Region labeling data:
>> Start

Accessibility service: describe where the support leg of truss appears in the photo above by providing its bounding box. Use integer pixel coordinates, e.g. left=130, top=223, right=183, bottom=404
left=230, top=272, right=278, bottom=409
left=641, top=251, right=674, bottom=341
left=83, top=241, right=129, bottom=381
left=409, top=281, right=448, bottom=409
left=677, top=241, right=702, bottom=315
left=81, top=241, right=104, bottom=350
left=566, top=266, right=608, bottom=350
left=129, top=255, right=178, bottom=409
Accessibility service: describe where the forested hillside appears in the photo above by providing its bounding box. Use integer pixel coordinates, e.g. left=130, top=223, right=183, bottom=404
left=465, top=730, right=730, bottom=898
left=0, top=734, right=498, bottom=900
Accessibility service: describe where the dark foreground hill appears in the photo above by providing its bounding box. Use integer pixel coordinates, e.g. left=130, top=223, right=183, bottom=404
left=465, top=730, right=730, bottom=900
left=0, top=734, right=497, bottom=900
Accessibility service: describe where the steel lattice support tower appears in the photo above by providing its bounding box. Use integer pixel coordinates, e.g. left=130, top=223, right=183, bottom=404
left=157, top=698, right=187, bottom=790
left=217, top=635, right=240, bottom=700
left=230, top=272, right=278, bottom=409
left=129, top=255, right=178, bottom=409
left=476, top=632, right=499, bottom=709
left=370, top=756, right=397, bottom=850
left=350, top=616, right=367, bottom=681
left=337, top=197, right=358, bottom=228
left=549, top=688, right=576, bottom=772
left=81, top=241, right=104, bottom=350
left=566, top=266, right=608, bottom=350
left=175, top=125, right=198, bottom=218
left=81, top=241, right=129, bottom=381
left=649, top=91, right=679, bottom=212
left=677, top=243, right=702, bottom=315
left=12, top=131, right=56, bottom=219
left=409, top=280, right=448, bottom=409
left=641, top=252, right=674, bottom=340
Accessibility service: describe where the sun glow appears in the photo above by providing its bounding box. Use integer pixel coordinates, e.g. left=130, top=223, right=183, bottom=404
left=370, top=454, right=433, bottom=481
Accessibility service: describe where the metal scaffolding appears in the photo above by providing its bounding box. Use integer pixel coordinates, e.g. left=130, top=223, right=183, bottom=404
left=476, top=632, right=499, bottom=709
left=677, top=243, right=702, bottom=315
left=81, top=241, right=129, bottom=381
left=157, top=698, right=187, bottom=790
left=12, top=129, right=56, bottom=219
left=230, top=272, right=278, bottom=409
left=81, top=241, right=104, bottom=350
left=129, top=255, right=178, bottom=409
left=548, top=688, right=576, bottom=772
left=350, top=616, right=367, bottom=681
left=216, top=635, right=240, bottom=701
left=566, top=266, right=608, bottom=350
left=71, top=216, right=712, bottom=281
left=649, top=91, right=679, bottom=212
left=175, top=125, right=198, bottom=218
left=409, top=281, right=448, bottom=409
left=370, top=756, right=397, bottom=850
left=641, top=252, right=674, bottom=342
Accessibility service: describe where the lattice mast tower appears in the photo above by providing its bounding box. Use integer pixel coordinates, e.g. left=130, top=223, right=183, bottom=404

>> End
>> Start

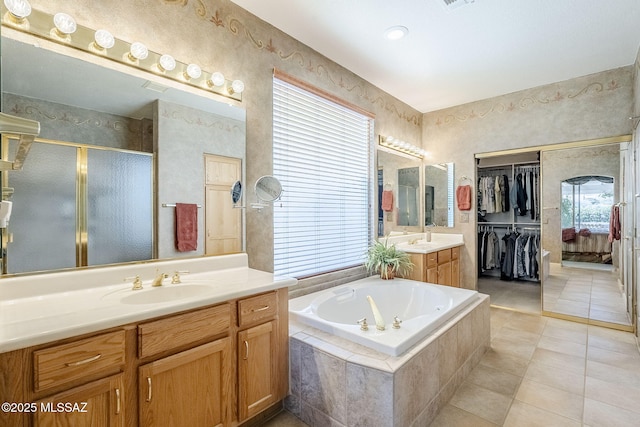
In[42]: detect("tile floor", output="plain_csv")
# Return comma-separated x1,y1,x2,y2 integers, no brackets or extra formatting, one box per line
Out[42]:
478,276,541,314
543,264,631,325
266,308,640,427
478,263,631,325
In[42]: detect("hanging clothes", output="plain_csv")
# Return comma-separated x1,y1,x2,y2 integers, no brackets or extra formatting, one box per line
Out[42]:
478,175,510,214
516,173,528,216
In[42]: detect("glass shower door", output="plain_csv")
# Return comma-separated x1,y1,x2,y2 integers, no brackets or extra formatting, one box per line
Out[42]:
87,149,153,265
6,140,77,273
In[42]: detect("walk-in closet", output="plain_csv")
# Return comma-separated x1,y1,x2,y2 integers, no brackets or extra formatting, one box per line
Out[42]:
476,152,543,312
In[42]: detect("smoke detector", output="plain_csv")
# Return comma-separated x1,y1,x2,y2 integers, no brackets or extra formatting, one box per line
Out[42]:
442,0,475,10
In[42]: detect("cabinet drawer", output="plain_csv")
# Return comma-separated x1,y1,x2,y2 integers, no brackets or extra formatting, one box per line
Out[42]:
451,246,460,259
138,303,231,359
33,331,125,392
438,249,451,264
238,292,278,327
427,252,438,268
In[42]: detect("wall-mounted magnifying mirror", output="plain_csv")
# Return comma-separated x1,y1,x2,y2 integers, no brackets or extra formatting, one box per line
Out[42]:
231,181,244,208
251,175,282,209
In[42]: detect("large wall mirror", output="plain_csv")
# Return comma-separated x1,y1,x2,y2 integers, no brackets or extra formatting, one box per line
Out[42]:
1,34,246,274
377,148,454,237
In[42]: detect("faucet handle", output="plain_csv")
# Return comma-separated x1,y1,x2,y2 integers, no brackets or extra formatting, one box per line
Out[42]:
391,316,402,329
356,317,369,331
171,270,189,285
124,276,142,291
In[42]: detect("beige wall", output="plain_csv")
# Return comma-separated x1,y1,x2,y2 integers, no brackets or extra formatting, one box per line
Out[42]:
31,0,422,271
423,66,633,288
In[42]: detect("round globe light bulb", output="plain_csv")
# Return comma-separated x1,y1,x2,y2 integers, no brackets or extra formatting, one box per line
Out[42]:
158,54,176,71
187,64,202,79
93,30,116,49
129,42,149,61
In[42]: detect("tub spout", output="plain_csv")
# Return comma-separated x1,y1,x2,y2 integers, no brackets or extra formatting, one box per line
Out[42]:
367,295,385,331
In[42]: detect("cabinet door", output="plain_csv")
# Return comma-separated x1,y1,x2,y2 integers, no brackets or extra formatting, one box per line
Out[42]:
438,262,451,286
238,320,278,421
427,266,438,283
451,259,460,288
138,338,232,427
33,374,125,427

>> End

**WHAT THIS TASK INVOLVES**
Reproduce verbatim the lines of the data above, starting at the line containing "Accessibility service: describe where the steel" and ending at the line containing "left=641, top=252, right=674, bottom=342", with both of those lines included.

**EXERCISE OUTPUT**
Accessibility service: describe where the steel lattice support tower appears in the photo above by providing its bounding box. Use integer pixel coordinates, e.g. left=130, top=223, right=183, bottom=404
left=157, top=698, right=187, bottom=790
left=217, top=635, right=240, bottom=700
left=230, top=272, right=278, bottom=409
left=129, top=255, right=178, bottom=409
left=476, top=632, right=499, bottom=709
left=370, top=756, right=397, bottom=850
left=350, top=616, right=367, bottom=681
left=337, top=197, right=358, bottom=228
left=549, top=688, right=576, bottom=772
left=81, top=241, right=104, bottom=350
left=566, top=266, right=608, bottom=350
left=175, top=125, right=198, bottom=218
left=81, top=241, right=129, bottom=381
left=649, top=91, right=679, bottom=212
left=677, top=243, right=702, bottom=315
left=12, top=131, right=56, bottom=219
left=409, top=280, right=448, bottom=409
left=641, top=252, right=674, bottom=340
Accessibility service: describe where the sun glow appears in the photo above by providing its bounding box. Use integer pixel coordinates, e.g. left=130, top=223, right=183, bottom=404
left=370, top=454, right=433, bottom=481
Accessibility service: describe where the metal scaffolding appears in the photo above by providing its bounding box. Use integer pixel coordinates, e.g. left=130, top=223, right=183, bottom=404
left=476, top=632, right=499, bottom=709
left=677, top=243, right=702, bottom=315
left=81, top=241, right=129, bottom=381
left=157, top=698, right=187, bottom=790
left=12, top=129, right=56, bottom=219
left=230, top=272, right=278, bottom=409
left=81, top=241, right=104, bottom=350
left=129, top=255, right=178, bottom=409
left=548, top=688, right=576, bottom=772
left=350, top=616, right=367, bottom=681
left=216, top=635, right=240, bottom=701
left=566, top=266, right=608, bottom=350
left=71, top=216, right=712, bottom=281
left=649, top=91, right=679, bottom=212
left=175, top=125, right=198, bottom=218
left=409, top=281, right=448, bottom=409
left=370, top=756, right=397, bottom=850
left=641, top=252, right=674, bottom=342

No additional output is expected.